EXERCISES TO COMPLETE –
1. Name every person that the article on CIA intelligence failures mentions by name.
2. Please reproduce the part of the article on CIA intelligence failures that begins at the words "Aug. 10 2015" and stops after the words "subject. . . .".

EXCERPT –
— START —

The CIA's Long Record of Intelligence Failures in the War on Terror

Aug. 10 2015

In his memoir, Michael Morell, a veteran CIA officer who spent part of the 1990s serving in the unit tasked with monitoring al-Qaeda, describes his experience of America’s war on terror. In his review, Gabriel Schoenfeld describes the book as both compelling and informative, but suggests that it does not hold the agency to sufficient scrutiny:

Neither the twin embassy bombings in Africa in 1998 nor the attack on the USS Cole in 2000 prompted [the then-CIA director George] Tenet to return to the problem [of the threat of al-Qaeda]. Only after 9/11 did the CIA issue a new National Intelligence Estimate (NIE) on terrorism. Tenet was not exactly shaking the trees on this critical subject. . . .

— END —

ENTRIES –
— START —

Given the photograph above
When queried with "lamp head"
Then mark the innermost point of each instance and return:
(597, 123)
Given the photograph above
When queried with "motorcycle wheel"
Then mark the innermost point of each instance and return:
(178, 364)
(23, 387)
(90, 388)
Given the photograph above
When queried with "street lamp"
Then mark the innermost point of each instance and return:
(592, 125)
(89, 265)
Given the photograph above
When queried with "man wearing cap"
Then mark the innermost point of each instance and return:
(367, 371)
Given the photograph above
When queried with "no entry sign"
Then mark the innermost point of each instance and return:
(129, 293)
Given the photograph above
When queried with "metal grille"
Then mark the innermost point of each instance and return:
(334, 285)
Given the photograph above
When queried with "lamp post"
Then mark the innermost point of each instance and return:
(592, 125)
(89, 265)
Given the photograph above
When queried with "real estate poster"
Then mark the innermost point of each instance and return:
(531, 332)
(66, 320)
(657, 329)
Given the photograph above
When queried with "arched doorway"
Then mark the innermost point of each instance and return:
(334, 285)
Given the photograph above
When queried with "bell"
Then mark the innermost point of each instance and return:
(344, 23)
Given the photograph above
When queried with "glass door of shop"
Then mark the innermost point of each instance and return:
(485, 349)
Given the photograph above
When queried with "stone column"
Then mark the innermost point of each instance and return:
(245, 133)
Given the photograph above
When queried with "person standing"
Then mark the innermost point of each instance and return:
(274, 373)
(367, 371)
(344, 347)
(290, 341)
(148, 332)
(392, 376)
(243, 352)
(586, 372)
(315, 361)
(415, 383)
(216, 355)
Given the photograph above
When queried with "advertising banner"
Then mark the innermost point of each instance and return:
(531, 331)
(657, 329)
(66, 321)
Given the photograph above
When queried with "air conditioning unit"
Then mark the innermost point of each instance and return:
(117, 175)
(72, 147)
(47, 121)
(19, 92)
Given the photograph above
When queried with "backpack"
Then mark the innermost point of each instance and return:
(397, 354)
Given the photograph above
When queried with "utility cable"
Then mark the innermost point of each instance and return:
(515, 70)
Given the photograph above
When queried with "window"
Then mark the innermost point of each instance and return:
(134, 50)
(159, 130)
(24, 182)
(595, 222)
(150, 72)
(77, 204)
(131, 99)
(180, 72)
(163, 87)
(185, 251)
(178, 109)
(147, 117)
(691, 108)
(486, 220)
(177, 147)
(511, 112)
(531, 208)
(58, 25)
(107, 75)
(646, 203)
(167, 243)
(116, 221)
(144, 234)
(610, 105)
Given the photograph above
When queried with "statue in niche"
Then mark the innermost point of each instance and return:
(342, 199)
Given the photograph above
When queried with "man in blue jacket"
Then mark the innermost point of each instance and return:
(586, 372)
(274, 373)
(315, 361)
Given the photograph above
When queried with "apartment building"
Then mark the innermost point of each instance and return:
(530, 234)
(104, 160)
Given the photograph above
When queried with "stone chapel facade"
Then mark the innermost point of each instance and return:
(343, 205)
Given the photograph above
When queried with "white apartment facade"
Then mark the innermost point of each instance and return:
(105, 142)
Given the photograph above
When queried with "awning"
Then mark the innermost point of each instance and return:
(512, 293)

— END —
— START —

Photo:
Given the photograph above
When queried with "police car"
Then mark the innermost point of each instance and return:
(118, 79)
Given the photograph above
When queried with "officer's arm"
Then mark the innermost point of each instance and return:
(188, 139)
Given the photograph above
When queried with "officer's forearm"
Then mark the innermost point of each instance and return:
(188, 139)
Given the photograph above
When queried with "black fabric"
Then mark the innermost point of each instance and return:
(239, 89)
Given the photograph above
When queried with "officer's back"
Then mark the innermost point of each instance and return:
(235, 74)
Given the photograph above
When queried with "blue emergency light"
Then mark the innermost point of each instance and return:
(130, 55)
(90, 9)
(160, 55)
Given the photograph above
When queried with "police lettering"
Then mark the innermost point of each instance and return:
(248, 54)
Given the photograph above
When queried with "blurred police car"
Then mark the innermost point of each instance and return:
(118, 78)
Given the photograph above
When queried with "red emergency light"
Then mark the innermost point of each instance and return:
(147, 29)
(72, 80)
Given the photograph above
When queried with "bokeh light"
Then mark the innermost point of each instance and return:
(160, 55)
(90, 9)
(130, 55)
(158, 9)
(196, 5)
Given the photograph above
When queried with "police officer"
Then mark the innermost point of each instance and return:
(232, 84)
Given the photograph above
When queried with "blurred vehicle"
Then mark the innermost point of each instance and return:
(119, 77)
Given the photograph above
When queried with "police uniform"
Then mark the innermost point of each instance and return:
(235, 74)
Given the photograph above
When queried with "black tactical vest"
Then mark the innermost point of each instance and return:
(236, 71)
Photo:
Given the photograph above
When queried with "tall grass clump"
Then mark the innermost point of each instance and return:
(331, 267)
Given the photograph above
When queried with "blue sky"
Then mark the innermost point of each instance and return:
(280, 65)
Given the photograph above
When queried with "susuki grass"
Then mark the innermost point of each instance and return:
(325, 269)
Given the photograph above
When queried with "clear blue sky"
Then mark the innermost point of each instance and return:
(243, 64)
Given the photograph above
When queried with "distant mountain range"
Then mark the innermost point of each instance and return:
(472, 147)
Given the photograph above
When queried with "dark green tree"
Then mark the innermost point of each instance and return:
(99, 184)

— END —

RESULTS OF THE TASKS –
1. Michael Morell, Gabriel Schoenfeld, George Tenet

2.
Aug. 10 2015

In his memoir, Michael Morell, a veteran CIA officer who spent part of the 1990s serving in the unit tasked with monitoring al-Qaeda, describes his experience of America’s war on terror. In his review, Gabriel Schoenfeld describes the book as both compelling and informative, but suggests that it does not hold the agency to sufficient scrutiny:

Neither the twin embassy bombings in Africa in 1998 nor the attack on the USS Cole in 2000 prompted [the then-CIA director George] Tenet to return to the problem [of the threat of al-Qaeda]. Only after 9/11 did the CIA issue a new National Intelligence Estimate (NIE) on terrorism. Tenet was not exactly shaking the trees on this critical subject. . . .